[Pointing records for named objects]
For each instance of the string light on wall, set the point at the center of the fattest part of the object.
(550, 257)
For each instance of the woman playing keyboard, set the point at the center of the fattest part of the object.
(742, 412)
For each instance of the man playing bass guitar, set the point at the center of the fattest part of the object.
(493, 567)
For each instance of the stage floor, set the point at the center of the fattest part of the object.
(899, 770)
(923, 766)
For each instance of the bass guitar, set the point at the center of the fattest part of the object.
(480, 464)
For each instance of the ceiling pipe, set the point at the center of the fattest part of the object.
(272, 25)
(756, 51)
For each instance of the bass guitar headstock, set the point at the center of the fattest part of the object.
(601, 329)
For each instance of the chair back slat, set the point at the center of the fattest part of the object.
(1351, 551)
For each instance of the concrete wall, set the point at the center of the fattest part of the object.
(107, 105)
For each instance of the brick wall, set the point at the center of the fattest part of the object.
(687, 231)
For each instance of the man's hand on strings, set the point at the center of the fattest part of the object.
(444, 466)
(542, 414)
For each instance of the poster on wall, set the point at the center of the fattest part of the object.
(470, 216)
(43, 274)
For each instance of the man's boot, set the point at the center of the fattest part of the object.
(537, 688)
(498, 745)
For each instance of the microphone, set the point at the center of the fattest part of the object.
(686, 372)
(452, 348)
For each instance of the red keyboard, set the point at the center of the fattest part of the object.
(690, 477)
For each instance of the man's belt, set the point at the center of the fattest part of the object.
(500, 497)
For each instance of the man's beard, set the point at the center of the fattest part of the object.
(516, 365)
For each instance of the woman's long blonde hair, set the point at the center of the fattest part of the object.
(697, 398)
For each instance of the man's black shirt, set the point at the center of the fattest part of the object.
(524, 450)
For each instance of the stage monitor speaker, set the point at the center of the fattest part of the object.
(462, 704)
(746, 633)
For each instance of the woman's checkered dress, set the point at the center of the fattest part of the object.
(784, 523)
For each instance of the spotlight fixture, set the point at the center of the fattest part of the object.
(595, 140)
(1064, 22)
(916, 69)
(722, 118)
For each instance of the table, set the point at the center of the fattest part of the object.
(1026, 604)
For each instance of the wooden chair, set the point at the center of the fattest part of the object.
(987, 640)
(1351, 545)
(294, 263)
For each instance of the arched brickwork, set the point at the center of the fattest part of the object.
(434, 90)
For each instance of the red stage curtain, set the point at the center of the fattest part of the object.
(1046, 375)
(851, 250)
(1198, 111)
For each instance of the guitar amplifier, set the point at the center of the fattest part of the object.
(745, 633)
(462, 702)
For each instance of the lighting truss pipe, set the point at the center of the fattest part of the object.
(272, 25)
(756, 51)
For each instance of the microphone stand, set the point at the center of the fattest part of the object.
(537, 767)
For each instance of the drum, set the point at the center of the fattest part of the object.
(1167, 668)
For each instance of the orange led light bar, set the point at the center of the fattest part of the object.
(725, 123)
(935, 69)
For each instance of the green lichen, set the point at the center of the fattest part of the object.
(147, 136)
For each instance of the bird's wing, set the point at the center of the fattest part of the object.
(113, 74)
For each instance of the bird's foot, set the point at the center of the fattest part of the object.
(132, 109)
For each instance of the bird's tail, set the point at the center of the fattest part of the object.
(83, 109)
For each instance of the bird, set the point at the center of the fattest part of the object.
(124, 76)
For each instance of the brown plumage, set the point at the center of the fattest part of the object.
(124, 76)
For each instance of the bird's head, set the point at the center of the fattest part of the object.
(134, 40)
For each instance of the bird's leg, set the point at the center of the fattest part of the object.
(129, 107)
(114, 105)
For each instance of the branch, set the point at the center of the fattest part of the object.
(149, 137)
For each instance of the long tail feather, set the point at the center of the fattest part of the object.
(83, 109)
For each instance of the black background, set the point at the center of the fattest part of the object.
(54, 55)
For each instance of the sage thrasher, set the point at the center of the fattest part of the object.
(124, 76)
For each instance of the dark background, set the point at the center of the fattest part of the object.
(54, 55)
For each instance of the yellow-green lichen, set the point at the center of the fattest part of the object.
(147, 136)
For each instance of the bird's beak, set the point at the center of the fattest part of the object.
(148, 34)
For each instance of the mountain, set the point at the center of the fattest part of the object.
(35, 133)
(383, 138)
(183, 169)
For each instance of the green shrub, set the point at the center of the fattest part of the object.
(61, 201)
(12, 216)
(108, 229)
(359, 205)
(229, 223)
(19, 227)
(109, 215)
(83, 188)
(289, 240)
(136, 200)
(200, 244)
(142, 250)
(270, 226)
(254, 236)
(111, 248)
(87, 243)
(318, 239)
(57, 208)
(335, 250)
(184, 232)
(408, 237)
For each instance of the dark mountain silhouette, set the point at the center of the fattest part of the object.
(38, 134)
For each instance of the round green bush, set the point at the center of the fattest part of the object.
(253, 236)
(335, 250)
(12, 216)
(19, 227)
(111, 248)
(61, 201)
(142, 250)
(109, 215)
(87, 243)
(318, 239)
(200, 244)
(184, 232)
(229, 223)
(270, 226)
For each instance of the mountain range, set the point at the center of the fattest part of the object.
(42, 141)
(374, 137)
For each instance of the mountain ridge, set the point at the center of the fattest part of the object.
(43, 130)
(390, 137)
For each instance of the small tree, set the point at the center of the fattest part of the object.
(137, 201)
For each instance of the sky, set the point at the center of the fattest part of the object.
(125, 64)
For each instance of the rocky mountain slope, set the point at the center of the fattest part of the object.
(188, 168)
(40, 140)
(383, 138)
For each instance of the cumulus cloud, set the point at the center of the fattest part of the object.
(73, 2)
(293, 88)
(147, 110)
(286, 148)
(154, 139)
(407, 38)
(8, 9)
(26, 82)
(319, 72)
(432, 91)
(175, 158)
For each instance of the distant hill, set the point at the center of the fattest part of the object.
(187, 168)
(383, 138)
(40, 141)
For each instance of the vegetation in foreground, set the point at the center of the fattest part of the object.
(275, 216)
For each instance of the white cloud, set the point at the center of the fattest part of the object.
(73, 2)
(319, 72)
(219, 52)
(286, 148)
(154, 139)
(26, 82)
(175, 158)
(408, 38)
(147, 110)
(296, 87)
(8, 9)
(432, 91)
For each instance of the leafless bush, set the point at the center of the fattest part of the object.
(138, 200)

[What you have to do]
Recast every one of the items above as a numbered list, leaving out any blank lines.

[Completed exercise]
1. For each instance of the string light on wall, set the point at the center of the fattest part of the object.
2. (550, 257)
3. For each instance of the woman playing keyboard, set the point at the center of the fattest part of the object.
4. (742, 412)
5. For each instance of the man playing bass guitar, set the point at the center of the fattest part of the object.
6. (493, 567)
7. For each instance of the stage floor, set the point at the center of the fattest part of the object.
8. (899, 770)
9. (923, 766)
10. For each instance of the bass guitar, set the point at the center of the fattest part of the object.
11. (480, 464)
12. For each instance of the ceiling pipe, set the point at the center of the fattest part of the object.
13. (272, 25)
14. (756, 51)
15. For each instance of the bass guitar headstock, set the point at the center of the fattest part of the object.
16. (601, 329)
17. For each instance of the chair back slat, set the point at the center of the fattest part of the object.
18. (1351, 551)
19. For each instance of the concrete wall, set the point at the center of the fattest part of the object.
20. (107, 105)
21. For each instance of the brick wall, set the point at the center of the fattest part of the object.
22. (687, 231)
23. For each instance of the man's hand on strings, set the point at the center of the fattest part of the object.
24. (444, 466)
25. (542, 414)
26. For each instance of the poster on wall, set the point at the center of the fattest part of the object.
27. (470, 216)
28. (43, 274)
29. For each instance of the man's boot, set the point at the center of the fattest part of the object.
30. (537, 688)
31. (498, 745)
32. For each instance of the microphone, set the point at the center of the fattest part of the object.
33. (686, 372)
34. (452, 348)
35. For each instance of the red keyboard, set the point at the center of the fattest part of the object.
36. (690, 477)
37. For each instance of the man's belt, set the point at the center of the fattest part of the object.
38. (500, 497)
39. For each instance of the man's beard, set the point at the center of the fattest part of the object.
40. (516, 365)
41. For each instance of the woman's long blonde hair, set the point at the center of the fattest part of the object.
42. (697, 398)
43. For each instance of the man's black shirt, set the point at the center of the fattest part of the object.
44. (524, 450)
45. For each instance of the stage monitor speaker, set the point at the center of the fattest part of the object.
46. (462, 704)
47. (746, 633)
48. For each instance of the woman's checkered dress, set the point at the center of the fattest part of the object.
49. (784, 523)
50. For each instance of the spotlight fixture, set the point at the center of the fattest part of the object.
51. (595, 140)
52. (1064, 22)
53. (916, 69)
54. (722, 118)
55. For each instance of the table, set the point at the center of the fattest part of the object.
56. (1026, 604)
57. For each instance of the wooden chair, set the point at the center of the fattest part of the object.
58. (987, 640)
59. (1351, 545)
60. (294, 263)
61. For each instance of the arched brickwork, set the point at the center of the fattest part of the object.
62. (434, 90)
63. For each instance of the red stage curtain, set the point at the center of the fattest part of the object.
64. (1046, 375)
65. (851, 250)
66. (1198, 111)
67. For each instance of the guitar amplifier, set the point at the center of the fattest part of the object.
68. (745, 633)
69. (462, 702)
70. For each instance of the lighting truss pipe, set the point at the center of the fattest part of the object.
71. (272, 25)
72. (756, 51)
73. For each instance of the microphone stand, set the point at the center of the fattest part of the object.
74. (537, 767)
75. For each instance of the drum, set the point at the center of the fattest part of the object.
76. (1167, 668)
77. For each instance of the orange led light bar, set the point at the center of the fattest part of the object.
78. (725, 123)
79. (935, 69)
80. For each instance of the green lichen, set the point at the center of the fattest part of the object.
81. (147, 136)
82. For each instance of the bird's wing, set the point at the center of the fattest part of the object.
83. (113, 74)
84. For each instance of the bird's foot, set the point at the center of the fattest part of the object.
85. (132, 109)
86. For each instance of the bird's tail, set the point at the center of the fattest part of the object.
87. (83, 109)
88. For each instance of the bird, set the point at the center of the fattest part of the object.
89. (124, 76)
90. For each instance of the brown plumage, set the point at the center of the fattest part of the object.
91. (124, 76)
92. For each instance of the bird's head, set the point at the center of the fattest part of the object.
93. (134, 40)
94. For each instance of the bird's leg, set the point at the center of the fattest part of the object.
95. (129, 107)
96. (114, 105)
97. For each instance of the branch, set the point at the center of the fattest part of the object.
98. (149, 137)
99. For each instance of the long tail feather, set the point at the center of the fattest part of the object.
100. (83, 109)
101. For each instance of the black background, set the point at the center of the fattest part of the object.
102. (54, 55)
103. For each instance of the sage thrasher, set the point at the center of the fattest part of the object.
104. (124, 76)
105. For each instance of the dark background, set the point at the center of the fattest part of the object.
106. (54, 55)
107. For each instance of the yellow-green lichen, set the point at the center of the fattest part of the object.
108. (147, 136)
109. For each instance of the bird's beak, set the point at the center of the fattest part of the object.
110. (148, 34)
111. For each instance of the mountain, set the point at the center of the fattest part of the object.
112. (35, 133)
113. (383, 138)
114. (183, 169)
115. For each instance of the green shrub, set the point at the center of the fattest part of the object.
116. (61, 201)
117. (12, 216)
118. (108, 229)
119. (359, 205)
120. (229, 223)
121. (19, 227)
122. (109, 215)
123. (83, 188)
124. (289, 240)
125. (136, 200)
126. (200, 244)
127. (142, 250)
128. (270, 226)
129. (254, 236)
130. (111, 248)
131. (87, 243)
132. (318, 239)
133. (57, 208)
134. (335, 250)
135. (184, 232)
136. (408, 237)
137. For each instance of the dark mountain silhouette, set the point at the center of the fattest part of the object.
138. (38, 134)
139. For each instance of the round green bush, set the point at the center of the fattest part of the object.
140. (253, 236)
141. (335, 250)
142. (12, 216)
143. (19, 227)
144. (111, 248)
145. (61, 201)
146. (142, 250)
147. (109, 215)
148. (87, 243)
149. (318, 239)
150. (200, 244)
151. (184, 232)
152. (229, 223)
153. (270, 226)
154. For each instance of the mountain range, set the point at the center of the fattest part of the object.
155. (42, 141)
156. (374, 137)
157. For each instance of the mountain ridge, set the point at the center of the fattest part of the object.
158. (43, 130)
159. (390, 137)
160. For each instance of the small tree, set the point at the center of the fattest part of the object.
161. (137, 201)
162. For each instance of the sky, set the point at the center of the fattest part of the object.
163. (125, 64)
164. For each instance of the rocky mountain slope, set the point at the center of the fattest part of the object.
165. (188, 168)
166. (40, 140)
167. (383, 138)
168. For each instance of the cumulus cloud, set the point at the center of the fattest part of the object.
169. (73, 2)
170. (293, 88)
171. (147, 110)
172. (286, 148)
173. (154, 139)
174. (407, 38)
175. (8, 9)
176. (26, 82)
177. (319, 72)
178. (432, 91)
179. (175, 158)
180. For each instance of the distant hill, set the point at the center of the fattest part of the object.
181. (187, 168)
182. (383, 138)
183. (40, 141)
184. For each instance of the vegetation in foreground, set the point at the center of the fattest part of the object.
185. (275, 216)
186. For each instance of the white cloud, set the point at the center of the fattest part of the object.
187. (73, 2)
188. (319, 72)
189. (219, 52)
190. (286, 148)
191. (154, 139)
192. (26, 82)
193. (175, 158)
194. (408, 38)
195. (147, 110)
196. (296, 87)
197. (8, 9)
198. (432, 91)
199. For each instance of the leafless bush, set the point at the center of the fattest part of the object.
200. (138, 200)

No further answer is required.